[start RECORDS FOR THE TASK]

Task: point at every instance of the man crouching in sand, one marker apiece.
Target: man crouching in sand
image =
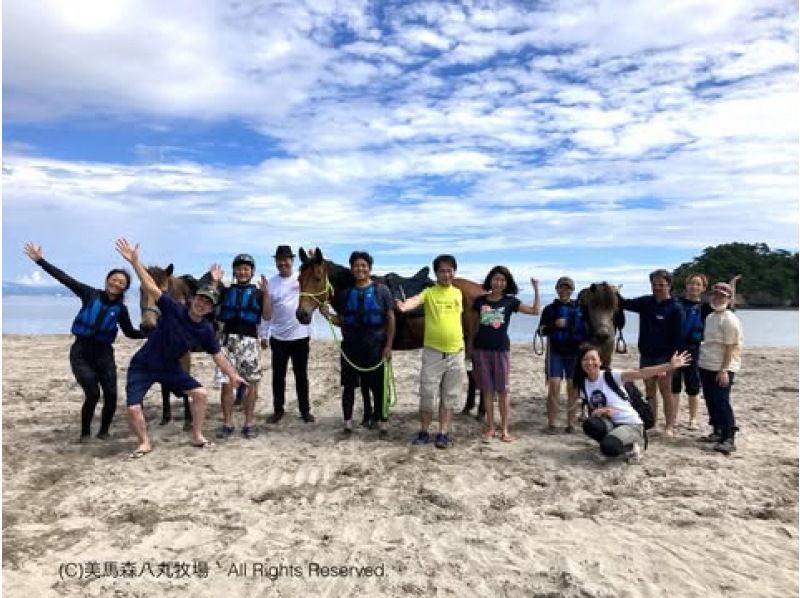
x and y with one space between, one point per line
179 329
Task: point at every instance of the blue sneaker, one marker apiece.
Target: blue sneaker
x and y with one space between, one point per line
224 432
422 438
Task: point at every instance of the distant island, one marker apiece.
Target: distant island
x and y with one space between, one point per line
769 278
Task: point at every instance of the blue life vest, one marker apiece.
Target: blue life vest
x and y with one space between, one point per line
362 308
242 304
97 320
692 324
574 333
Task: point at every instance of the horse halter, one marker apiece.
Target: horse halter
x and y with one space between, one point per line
327 289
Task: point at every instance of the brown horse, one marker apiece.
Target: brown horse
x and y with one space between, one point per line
604 317
181 289
322 280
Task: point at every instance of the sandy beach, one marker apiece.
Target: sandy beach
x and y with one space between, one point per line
280 515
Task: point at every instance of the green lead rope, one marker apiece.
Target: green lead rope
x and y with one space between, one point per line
389 389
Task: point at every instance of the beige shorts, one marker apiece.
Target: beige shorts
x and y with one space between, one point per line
440 378
244 353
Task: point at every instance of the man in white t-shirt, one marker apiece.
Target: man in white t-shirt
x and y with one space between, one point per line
288 339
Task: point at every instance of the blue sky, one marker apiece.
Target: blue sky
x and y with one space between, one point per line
598 139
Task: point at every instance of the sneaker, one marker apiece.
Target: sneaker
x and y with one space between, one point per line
726 447
224 432
422 438
635 455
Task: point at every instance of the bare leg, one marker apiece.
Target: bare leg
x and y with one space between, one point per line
227 398
488 407
139 427
694 403
199 398
553 395
502 400
572 404
250 404
670 404
650 386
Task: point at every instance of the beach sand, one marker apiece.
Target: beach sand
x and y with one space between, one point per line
536 517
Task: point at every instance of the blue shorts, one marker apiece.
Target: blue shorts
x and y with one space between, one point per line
140 379
557 365
645 361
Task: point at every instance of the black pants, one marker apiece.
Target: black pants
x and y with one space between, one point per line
371 383
282 352
94 369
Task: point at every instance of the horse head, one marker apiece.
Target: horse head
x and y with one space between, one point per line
600 302
147 304
315 286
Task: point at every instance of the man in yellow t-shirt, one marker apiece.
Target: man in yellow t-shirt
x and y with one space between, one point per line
442 370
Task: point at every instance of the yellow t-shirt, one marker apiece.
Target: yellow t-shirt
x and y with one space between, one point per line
443 307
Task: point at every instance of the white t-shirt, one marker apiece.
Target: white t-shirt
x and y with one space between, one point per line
285 296
721 328
601 395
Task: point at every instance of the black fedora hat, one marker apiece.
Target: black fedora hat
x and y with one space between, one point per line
283 251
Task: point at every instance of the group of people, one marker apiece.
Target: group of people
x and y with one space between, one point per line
682 340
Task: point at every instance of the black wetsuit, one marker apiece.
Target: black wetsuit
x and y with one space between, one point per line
91 358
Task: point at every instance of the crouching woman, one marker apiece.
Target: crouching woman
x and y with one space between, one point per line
613 422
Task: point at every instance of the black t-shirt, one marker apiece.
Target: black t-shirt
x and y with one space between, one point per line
493 320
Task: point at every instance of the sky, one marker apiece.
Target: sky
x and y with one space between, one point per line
599 139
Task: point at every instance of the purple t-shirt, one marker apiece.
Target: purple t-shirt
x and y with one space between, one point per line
175 334
493 320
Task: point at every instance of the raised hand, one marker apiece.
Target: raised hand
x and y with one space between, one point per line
216 272
130 253
33 251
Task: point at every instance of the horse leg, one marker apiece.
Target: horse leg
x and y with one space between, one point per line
186 365
166 408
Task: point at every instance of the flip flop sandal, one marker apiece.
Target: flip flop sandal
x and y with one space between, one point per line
138 454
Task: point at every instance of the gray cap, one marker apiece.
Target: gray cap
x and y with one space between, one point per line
210 293
567 281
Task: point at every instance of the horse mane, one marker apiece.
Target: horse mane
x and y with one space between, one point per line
599 295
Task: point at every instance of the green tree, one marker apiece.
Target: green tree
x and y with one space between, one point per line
769 278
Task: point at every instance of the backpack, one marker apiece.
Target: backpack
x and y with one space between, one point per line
634 396
693 325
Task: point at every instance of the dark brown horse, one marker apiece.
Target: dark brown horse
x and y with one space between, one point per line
180 288
322 280
600 303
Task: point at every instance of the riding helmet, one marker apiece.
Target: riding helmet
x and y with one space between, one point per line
244 258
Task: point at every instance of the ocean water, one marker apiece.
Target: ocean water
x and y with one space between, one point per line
23 314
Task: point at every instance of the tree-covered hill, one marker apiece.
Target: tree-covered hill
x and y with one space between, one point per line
769 278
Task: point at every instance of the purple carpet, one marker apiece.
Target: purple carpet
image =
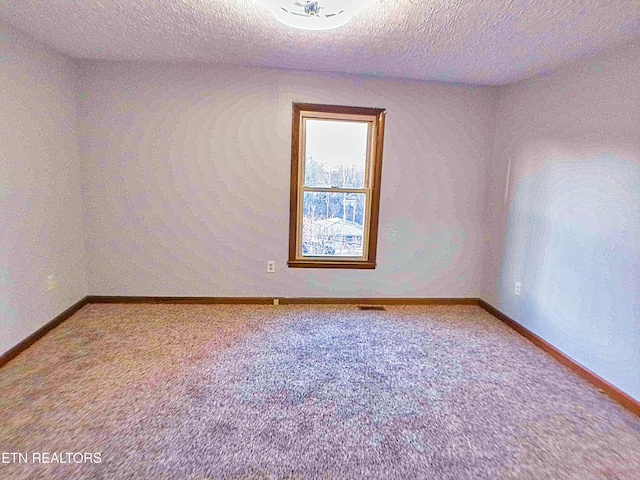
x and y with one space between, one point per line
304 392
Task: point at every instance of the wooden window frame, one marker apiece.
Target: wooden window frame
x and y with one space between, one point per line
373 177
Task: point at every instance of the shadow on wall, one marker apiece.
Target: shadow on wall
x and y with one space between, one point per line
573 241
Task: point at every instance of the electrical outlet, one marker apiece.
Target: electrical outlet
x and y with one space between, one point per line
52 284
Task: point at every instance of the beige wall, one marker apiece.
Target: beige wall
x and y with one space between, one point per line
40 201
564 206
187 182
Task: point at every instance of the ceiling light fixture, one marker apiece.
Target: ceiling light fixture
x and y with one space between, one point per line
315 14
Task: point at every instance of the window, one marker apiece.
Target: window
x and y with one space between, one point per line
336 163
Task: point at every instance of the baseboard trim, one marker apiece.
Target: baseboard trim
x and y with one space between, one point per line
284 300
377 301
183 300
41 332
605 387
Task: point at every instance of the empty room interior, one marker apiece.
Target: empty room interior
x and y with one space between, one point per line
333 239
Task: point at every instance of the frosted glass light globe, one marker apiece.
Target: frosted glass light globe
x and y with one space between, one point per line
315 14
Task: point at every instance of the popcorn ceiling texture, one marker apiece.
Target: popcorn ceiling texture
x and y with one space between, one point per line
490 42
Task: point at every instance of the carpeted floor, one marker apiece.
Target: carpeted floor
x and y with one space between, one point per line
304 392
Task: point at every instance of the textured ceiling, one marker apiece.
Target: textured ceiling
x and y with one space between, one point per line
472 41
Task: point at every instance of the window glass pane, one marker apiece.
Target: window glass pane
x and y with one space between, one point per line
332 224
336 153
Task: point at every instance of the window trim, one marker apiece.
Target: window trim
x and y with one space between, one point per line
377 118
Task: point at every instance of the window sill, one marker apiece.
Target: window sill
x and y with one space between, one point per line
331 264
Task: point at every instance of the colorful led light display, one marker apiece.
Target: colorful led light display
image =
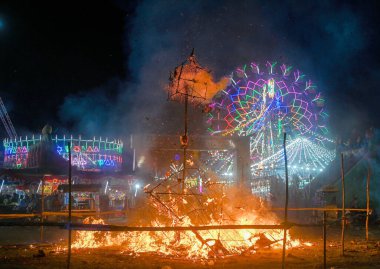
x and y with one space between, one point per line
263 102
94 154
258 99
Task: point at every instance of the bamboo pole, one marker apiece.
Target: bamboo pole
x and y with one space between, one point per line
367 191
343 203
185 144
286 203
42 209
324 239
69 219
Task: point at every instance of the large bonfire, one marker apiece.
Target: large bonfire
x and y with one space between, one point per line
217 205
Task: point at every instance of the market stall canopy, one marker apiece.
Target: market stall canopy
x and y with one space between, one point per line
80 187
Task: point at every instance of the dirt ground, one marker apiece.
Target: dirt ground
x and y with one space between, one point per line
19 246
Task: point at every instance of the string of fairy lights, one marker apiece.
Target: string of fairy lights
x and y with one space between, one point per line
87 154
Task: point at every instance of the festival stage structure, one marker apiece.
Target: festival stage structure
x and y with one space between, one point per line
38 166
95 154
264 101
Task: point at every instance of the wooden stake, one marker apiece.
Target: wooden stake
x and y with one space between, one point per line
286 202
367 190
343 203
69 219
324 239
42 209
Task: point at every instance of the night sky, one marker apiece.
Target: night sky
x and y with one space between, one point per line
99 67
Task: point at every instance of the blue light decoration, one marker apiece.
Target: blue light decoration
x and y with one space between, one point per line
87 154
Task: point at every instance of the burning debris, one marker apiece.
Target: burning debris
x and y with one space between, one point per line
166 207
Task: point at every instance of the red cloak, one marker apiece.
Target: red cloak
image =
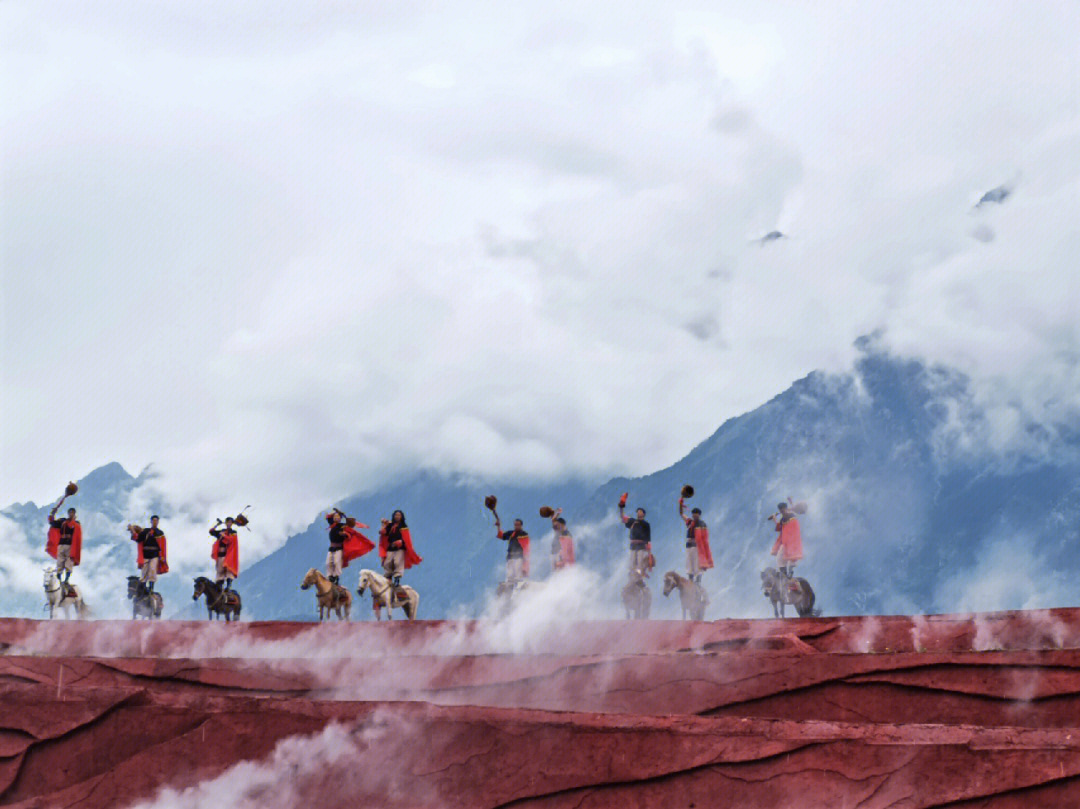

[end RECORDS FOR THE TASK]

• [TASK DIRECTIONS] Find every line above that contains the word "beige" and copy each one in full.

• [THE OUTPUT]
Task: point at every instance of the beige shorts, one marker apiece.
Target: beige shorts
Task: point at every instance of the beige wall, one marker apiece.
Target: beige wall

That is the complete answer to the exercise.